Requirements: From the data below, pull out each line containing the string "separate" and copy those lines unchanged.

Excerpt from the dataset:
----

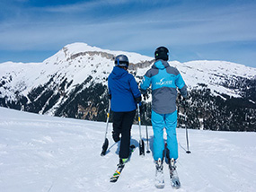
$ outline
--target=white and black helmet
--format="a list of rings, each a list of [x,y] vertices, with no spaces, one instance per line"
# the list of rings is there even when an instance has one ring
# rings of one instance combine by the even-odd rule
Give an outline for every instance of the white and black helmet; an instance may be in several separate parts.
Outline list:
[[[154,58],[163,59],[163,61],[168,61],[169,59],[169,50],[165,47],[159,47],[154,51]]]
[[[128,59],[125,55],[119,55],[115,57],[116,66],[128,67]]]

----

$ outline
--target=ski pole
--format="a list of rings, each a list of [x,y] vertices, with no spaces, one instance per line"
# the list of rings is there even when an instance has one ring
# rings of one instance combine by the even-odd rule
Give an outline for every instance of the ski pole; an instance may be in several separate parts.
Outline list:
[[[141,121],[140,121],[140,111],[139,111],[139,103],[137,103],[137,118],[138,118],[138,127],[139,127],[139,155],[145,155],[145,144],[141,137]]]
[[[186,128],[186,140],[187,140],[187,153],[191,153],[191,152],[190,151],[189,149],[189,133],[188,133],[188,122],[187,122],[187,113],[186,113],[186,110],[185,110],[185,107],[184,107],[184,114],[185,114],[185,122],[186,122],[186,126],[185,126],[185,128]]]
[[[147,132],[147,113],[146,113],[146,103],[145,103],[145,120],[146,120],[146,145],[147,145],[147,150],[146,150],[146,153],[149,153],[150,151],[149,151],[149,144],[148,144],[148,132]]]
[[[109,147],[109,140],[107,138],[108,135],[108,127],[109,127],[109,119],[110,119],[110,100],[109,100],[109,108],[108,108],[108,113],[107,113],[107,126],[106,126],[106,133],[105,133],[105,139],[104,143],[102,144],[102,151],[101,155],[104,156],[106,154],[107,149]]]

----

Finished answer:
Give an outline for every instance of the white and black helmet; an instance may be in several separate parts.
Give an outline for every instance of the ski pole; an instance may be in several separate parts.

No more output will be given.